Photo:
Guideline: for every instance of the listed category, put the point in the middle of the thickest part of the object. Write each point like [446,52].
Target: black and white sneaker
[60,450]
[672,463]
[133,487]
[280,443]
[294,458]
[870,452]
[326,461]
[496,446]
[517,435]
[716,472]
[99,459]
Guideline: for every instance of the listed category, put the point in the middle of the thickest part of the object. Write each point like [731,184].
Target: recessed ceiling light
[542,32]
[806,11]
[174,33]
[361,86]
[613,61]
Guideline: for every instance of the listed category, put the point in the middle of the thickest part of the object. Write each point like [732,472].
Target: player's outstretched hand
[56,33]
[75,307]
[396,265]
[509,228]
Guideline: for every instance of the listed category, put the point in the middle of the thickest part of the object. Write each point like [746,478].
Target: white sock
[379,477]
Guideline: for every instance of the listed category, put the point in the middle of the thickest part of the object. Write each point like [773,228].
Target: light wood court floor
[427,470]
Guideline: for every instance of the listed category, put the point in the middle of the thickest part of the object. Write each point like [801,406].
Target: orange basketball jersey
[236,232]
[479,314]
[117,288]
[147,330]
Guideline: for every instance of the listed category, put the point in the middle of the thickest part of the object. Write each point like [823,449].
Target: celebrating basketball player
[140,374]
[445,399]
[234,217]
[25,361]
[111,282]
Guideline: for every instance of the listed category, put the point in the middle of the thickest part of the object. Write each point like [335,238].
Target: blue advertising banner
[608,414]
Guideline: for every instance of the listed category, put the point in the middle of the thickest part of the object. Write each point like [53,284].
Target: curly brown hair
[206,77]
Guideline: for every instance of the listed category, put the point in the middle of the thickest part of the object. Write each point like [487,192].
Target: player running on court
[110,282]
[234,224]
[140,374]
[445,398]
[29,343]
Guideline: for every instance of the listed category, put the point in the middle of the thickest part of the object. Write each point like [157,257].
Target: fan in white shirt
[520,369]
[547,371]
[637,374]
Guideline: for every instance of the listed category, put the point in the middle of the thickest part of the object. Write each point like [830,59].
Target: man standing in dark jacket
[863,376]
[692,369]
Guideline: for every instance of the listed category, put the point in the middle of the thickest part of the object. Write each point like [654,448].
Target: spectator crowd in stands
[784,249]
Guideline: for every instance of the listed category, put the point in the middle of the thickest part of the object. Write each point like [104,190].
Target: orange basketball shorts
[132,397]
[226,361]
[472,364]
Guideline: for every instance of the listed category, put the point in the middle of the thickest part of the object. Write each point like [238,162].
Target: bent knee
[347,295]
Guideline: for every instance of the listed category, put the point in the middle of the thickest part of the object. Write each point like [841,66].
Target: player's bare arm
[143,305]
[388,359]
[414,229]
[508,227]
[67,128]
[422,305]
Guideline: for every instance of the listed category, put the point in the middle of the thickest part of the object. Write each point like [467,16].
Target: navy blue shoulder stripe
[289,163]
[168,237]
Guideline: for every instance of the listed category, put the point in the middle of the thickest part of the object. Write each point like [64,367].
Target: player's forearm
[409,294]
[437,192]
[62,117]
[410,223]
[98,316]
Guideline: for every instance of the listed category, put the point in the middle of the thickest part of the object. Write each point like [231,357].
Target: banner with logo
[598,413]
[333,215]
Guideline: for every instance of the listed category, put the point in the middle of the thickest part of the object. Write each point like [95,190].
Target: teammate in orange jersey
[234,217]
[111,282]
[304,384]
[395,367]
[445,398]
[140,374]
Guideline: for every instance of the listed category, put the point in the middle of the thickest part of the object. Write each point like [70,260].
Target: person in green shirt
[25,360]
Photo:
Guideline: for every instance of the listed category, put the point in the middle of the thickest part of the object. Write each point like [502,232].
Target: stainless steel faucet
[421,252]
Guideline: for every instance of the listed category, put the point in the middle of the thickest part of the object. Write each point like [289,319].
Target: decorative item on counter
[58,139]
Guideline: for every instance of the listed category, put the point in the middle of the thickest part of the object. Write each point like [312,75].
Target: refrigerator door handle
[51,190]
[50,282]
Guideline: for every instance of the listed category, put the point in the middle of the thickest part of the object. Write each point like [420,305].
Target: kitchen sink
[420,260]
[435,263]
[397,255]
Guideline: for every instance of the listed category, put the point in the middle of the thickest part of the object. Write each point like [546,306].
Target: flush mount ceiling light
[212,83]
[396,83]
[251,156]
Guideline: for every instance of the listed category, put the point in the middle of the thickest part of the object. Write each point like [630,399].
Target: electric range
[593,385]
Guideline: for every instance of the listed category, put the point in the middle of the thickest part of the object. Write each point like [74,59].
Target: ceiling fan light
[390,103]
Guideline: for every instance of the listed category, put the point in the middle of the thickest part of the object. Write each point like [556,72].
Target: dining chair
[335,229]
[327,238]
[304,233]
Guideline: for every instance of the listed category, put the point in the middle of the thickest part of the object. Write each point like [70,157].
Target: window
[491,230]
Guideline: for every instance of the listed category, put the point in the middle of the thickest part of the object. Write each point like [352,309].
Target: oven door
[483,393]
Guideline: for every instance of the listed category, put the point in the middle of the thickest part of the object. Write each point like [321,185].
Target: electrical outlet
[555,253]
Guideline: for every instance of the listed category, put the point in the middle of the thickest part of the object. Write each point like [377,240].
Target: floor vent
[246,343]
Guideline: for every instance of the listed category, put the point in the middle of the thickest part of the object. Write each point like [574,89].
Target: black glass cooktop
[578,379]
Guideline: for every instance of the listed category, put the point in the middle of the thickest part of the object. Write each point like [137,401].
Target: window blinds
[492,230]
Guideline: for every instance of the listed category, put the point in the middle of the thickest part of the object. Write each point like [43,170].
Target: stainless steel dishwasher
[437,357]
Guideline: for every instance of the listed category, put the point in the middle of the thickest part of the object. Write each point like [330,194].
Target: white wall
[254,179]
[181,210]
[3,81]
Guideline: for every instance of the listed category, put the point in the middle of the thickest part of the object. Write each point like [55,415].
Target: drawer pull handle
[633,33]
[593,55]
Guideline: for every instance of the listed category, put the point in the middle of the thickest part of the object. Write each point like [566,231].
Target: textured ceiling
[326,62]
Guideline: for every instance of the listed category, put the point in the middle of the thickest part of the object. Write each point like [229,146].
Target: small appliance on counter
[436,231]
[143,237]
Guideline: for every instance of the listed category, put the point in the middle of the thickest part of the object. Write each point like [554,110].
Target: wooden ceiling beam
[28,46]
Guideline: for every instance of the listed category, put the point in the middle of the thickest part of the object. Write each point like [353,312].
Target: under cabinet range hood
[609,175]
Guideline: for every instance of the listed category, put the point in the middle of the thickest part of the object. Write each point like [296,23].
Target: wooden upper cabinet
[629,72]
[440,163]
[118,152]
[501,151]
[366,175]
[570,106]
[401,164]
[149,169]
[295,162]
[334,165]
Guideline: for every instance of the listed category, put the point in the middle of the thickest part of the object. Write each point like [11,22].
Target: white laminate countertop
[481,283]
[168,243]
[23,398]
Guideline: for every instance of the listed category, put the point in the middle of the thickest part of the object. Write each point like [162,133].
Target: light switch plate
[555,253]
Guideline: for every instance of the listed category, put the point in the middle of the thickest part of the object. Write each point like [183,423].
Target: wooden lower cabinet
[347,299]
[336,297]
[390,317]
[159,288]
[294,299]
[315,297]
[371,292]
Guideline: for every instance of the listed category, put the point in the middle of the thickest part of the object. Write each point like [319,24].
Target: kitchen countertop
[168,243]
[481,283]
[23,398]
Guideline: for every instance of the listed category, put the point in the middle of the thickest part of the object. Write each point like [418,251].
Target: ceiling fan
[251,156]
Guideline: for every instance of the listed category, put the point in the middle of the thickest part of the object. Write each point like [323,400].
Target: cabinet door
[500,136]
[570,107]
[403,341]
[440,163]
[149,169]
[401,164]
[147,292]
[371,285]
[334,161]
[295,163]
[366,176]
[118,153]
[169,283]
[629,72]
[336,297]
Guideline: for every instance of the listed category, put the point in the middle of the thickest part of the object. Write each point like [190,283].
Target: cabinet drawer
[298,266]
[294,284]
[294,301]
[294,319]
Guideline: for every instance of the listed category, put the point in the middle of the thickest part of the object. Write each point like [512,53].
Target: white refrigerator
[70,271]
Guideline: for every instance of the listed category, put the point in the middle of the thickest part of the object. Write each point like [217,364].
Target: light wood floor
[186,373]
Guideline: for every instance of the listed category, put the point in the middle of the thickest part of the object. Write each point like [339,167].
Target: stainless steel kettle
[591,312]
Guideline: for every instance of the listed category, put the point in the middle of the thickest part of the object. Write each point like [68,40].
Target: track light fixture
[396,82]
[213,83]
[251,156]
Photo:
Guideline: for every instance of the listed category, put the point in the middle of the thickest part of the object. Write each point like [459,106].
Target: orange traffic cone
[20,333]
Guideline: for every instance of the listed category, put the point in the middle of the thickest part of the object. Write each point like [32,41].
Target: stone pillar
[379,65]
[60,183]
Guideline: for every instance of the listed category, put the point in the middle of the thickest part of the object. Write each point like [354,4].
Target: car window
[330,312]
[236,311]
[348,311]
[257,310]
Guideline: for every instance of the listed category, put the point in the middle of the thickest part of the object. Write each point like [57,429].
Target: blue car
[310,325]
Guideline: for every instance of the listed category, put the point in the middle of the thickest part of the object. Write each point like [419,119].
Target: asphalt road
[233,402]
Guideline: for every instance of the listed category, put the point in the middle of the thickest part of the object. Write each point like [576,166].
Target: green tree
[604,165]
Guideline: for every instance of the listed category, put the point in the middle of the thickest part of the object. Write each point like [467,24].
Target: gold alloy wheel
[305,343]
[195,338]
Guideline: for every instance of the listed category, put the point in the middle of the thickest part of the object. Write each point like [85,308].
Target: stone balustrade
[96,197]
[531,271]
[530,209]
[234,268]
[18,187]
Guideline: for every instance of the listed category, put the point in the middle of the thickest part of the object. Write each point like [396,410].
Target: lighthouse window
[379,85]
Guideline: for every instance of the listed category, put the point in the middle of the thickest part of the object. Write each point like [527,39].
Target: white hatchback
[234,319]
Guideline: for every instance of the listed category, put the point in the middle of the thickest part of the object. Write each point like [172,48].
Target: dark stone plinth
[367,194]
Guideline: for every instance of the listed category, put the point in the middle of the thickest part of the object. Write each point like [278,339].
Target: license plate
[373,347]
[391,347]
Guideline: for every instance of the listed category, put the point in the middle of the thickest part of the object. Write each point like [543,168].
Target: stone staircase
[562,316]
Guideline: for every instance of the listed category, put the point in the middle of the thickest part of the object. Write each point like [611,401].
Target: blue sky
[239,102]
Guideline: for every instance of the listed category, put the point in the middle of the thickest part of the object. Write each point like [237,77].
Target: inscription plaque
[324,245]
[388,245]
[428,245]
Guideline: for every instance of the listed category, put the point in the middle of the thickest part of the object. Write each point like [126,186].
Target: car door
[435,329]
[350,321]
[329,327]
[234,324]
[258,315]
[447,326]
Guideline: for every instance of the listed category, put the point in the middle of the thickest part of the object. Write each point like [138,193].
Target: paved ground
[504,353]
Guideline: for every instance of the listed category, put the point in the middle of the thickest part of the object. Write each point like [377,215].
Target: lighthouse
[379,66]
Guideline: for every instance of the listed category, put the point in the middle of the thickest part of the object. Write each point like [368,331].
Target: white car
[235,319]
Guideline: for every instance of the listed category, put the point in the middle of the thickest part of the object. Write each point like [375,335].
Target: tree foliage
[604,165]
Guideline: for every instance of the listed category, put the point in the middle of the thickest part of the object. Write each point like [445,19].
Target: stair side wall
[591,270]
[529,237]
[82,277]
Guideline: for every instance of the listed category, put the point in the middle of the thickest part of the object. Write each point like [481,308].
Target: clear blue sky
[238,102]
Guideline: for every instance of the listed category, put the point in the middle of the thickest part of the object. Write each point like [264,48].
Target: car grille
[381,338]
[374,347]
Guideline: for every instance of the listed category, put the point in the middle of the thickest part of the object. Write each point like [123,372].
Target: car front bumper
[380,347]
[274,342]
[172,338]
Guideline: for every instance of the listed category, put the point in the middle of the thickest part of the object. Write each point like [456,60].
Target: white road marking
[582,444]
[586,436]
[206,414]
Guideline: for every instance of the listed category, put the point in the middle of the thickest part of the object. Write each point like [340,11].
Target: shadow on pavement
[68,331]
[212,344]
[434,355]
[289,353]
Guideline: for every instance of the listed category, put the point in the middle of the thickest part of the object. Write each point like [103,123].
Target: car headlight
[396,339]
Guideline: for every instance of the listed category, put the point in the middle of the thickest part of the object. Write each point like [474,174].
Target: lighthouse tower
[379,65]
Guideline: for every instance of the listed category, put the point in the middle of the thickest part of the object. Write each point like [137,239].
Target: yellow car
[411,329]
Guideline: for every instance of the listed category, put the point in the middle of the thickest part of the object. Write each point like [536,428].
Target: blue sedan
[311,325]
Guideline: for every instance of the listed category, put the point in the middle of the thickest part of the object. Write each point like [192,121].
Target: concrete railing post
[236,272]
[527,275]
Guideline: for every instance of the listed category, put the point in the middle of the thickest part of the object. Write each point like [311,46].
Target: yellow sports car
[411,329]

+++++

## YOUR INSTRUCTIONS
Starting at the line that contains "point like [456,60]." and ending with the last line, rewrite those lines with "widest part" in place of "thickest part" and everything else unchanged.

## WRITTEN RESPONSE
Guideline: for every instance of the listed category, put the point in the middle of the widest part of the object. Write each point like [456,60].
Target: white road marking
[582,444]
[586,436]
[206,414]
Guideline: for every instance of the listed category, put the point in the middle of the widest part of the object. Write each point like [340,11].
Target: shadow on pavement
[68,331]
[212,344]
[434,355]
[289,353]
Guideline: for every instance of the listed category, put the point in the middle of the widest part of the object. Write each point like [103,123].
Target: car headlight
[396,339]
Guideline: for every instance of the listed category, put the point in the middle of the widest part of the object. Write each point like [474,174].
Target: lighthouse tower
[379,65]
Guideline: for every instance of the listed category, put the point in the middle of the widest part of the object. Write each point like [137,239].
Target: yellow car
[411,329]
Guideline: for every instance of the listed category, put the point in the middle of the widest part of the object. Write each point like [536,428].
Target: blue sedan
[311,325]
Guideline: for every instance of the listed category, put the point in the middle of the widest part of the object. Write each point like [192,121].
Target: concrete railing post
[236,272]
[527,275]
Guideline: for every instance of the listed category, put the point in the middle of the widest part of the object. Write each point like [311,46].
Target: yellow sports car
[411,329]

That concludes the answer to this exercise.